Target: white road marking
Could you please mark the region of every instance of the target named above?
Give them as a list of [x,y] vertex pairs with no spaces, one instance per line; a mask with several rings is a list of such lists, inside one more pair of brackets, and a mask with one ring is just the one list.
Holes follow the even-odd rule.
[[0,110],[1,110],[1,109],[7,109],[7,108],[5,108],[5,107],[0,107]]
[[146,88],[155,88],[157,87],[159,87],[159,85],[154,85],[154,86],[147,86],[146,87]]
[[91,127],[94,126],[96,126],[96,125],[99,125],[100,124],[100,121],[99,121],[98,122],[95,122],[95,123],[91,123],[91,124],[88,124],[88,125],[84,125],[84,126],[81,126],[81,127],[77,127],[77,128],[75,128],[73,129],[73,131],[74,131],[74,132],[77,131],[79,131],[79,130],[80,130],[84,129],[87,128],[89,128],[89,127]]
========================
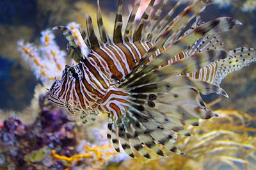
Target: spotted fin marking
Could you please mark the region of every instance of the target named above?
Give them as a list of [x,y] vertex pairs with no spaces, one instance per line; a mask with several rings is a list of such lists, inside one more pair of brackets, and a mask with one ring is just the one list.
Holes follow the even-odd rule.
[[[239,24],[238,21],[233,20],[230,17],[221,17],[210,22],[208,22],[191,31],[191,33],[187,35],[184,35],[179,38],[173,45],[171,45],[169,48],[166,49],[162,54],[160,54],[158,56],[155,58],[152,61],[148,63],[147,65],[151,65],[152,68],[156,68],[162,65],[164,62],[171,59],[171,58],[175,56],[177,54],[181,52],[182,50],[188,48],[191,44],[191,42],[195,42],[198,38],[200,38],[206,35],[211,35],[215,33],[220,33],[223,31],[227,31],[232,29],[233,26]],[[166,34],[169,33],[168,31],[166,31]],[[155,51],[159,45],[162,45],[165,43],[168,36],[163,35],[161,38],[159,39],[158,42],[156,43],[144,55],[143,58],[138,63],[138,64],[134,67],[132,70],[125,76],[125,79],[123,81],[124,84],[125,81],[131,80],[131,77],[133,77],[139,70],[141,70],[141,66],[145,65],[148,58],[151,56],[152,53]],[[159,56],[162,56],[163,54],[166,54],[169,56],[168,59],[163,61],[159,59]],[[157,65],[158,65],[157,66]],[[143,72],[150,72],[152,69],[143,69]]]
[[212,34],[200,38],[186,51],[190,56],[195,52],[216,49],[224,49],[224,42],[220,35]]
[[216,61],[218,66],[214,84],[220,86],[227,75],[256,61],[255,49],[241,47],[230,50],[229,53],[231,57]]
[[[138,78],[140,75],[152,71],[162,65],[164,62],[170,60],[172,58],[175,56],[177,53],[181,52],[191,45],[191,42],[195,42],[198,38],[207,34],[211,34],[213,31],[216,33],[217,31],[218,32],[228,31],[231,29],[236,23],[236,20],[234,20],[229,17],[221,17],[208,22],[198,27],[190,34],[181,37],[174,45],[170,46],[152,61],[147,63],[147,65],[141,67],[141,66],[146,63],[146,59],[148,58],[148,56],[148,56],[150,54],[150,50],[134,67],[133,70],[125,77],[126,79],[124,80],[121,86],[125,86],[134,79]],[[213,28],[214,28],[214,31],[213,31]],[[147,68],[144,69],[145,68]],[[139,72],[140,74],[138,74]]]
========================
_TASK TO COMPLETE_
How many rows contain the word "marking"? Reply with the number only.

_ANSWER_
2